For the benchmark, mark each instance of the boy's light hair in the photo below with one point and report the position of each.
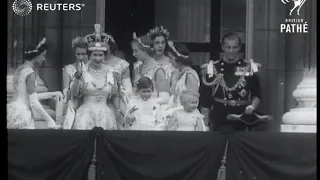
(186, 96)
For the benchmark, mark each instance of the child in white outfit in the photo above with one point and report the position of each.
(144, 113)
(188, 119)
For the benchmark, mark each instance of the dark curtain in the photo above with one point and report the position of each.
(124, 155)
(49, 154)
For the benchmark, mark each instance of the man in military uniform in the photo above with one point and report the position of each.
(230, 86)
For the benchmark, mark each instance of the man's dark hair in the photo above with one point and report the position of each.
(231, 36)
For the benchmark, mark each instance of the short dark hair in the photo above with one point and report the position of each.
(144, 83)
(183, 50)
(105, 53)
(231, 36)
(184, 96)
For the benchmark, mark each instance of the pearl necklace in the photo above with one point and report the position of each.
(96, 71)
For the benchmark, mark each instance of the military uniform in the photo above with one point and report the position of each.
(229, 90)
*****
_Exercise goal_
Set the pictures aside and transcribe the data above exactly.

_Exercise result_
For the benchmark, mark each instance of the boy's light hair in the photo below with one point and report the position of each.
(186, 96)
For the benchmark, mark each instance of the child in white outfit in the photo above with one point and report the position of each.
(144, 113)
(188, 119)
For the benchmark, mark each instance of the dark curtain in the photo above with one point and report the position of each.
(124, 155)
(49, 154)
For the benchmark, mark each instance of the man in military uniform in the photo above with one point and report the position of each.
(230, 86)
For the benchmark, mark each instance of the man's dark hair in the photo above with one point and report the position of each.
(231, 36)
For the benchmark, mark each instance of the short dark hair in the photo above with one point and report the position of each.
(144, 83)
(183, 50)
(105, 53)
(231, 36)
(184, 96)
For the benchmark, mark each instance of the pearl necklace in the photo above with one point and report the position of each.
(96, 71)
For the benchmark, mark each instance of the military uniform in the photo above with one point and report the position of each.
(229, 90)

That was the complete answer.